* _What you should do_:
Each line that holds the word "every" counts once; give the total for the records below and nothing else.

* _Provided records_:
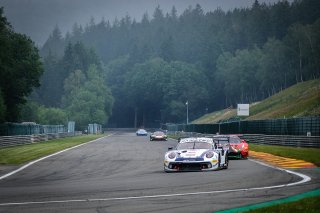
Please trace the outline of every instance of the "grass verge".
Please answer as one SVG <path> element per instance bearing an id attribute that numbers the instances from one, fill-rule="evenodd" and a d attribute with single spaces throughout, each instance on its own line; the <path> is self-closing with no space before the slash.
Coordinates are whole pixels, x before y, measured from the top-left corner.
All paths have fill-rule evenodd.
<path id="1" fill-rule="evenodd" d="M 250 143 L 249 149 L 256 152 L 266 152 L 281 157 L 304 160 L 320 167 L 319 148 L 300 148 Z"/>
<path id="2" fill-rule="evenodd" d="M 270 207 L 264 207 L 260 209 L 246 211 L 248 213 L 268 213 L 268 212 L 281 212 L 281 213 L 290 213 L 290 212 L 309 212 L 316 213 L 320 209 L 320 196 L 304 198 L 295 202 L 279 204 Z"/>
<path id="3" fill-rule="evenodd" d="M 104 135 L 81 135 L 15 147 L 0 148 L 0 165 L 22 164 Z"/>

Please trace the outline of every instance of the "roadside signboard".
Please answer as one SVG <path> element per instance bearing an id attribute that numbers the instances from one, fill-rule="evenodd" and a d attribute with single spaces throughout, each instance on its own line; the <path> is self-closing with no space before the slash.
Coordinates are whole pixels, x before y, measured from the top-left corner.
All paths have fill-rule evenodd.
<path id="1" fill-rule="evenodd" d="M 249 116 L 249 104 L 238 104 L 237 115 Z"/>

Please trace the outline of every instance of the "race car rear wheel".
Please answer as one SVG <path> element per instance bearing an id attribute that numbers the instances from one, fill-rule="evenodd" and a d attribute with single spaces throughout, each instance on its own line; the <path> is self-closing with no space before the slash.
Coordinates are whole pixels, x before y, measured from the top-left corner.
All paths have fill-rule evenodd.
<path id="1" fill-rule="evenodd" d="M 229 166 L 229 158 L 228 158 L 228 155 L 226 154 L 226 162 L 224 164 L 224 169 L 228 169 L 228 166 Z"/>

---

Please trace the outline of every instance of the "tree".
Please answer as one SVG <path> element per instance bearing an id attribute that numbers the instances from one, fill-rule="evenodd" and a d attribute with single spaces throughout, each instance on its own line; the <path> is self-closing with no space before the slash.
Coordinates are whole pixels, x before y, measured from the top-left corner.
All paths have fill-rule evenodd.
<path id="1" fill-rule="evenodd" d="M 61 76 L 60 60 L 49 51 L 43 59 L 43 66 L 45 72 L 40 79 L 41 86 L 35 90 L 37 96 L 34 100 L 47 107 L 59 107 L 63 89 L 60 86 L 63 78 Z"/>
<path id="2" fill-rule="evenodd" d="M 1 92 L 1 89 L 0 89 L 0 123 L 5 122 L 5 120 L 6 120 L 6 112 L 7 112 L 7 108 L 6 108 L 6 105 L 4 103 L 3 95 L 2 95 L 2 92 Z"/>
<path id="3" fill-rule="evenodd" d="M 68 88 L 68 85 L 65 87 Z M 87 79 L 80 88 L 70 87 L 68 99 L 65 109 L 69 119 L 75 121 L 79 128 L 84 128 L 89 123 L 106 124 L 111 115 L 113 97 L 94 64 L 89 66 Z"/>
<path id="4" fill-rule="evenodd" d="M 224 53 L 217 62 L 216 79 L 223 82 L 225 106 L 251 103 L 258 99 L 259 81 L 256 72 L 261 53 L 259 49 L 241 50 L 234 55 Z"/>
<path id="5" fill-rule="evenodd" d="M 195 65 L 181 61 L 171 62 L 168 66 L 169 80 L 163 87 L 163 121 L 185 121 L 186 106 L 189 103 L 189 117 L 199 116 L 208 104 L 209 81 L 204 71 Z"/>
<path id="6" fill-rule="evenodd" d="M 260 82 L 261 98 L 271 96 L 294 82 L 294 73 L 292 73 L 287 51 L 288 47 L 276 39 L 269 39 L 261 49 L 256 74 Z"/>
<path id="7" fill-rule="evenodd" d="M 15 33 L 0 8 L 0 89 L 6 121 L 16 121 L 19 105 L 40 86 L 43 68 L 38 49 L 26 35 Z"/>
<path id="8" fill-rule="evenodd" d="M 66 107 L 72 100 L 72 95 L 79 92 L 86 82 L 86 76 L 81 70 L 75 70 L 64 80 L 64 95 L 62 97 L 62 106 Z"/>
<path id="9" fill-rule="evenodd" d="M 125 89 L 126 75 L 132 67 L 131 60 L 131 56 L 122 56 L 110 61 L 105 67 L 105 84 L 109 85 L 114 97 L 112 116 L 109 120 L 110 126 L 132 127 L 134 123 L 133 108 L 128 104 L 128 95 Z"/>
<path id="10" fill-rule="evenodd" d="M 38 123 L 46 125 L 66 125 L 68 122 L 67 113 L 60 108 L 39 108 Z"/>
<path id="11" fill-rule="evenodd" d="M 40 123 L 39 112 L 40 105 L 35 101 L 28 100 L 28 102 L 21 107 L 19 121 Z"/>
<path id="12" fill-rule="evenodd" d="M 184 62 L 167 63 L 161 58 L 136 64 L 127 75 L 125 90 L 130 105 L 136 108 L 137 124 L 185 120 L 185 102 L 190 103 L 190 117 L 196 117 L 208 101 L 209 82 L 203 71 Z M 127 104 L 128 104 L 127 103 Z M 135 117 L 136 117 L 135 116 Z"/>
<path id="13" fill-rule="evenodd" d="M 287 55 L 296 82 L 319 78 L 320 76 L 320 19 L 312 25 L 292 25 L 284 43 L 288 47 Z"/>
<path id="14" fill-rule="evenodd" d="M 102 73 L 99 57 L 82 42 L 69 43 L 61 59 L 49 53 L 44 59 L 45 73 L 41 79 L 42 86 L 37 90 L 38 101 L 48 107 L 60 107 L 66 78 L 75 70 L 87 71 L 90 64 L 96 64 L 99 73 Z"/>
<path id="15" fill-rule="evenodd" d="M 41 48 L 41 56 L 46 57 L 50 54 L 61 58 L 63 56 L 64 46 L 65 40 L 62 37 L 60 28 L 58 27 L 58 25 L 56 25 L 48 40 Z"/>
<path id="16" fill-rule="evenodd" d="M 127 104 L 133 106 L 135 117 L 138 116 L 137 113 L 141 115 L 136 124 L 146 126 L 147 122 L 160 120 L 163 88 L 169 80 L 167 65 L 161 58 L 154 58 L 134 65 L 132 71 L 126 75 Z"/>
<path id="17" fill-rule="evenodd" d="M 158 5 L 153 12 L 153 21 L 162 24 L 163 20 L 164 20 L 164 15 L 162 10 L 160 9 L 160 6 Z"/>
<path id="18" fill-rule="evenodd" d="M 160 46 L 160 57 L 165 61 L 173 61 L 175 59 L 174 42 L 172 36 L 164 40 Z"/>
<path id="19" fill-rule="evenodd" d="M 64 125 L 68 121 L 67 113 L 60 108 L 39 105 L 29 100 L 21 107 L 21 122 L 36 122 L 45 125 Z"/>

* _Solution_:
4